▶ _Input records_
....

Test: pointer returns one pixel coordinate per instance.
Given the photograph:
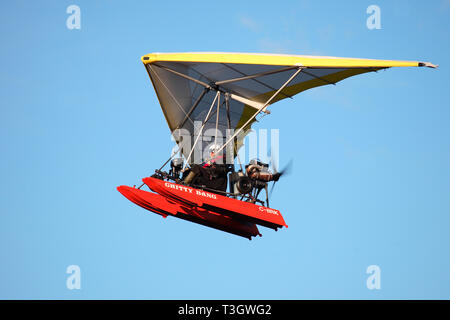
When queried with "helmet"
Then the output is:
(216, 147)
(255, 161)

....

▶ _What is needed_
Format every line of the records above as a numbered list, omitting blank lines. Leave the pictures out of the list.

▶ _Result for this exercise_
1. Test: pointer returns one pixel coordinate per instance.
2. Given the photograph:
3. When queried with "helmet"
4. Then the output is:
5. (216, 147)
6. (255, 161)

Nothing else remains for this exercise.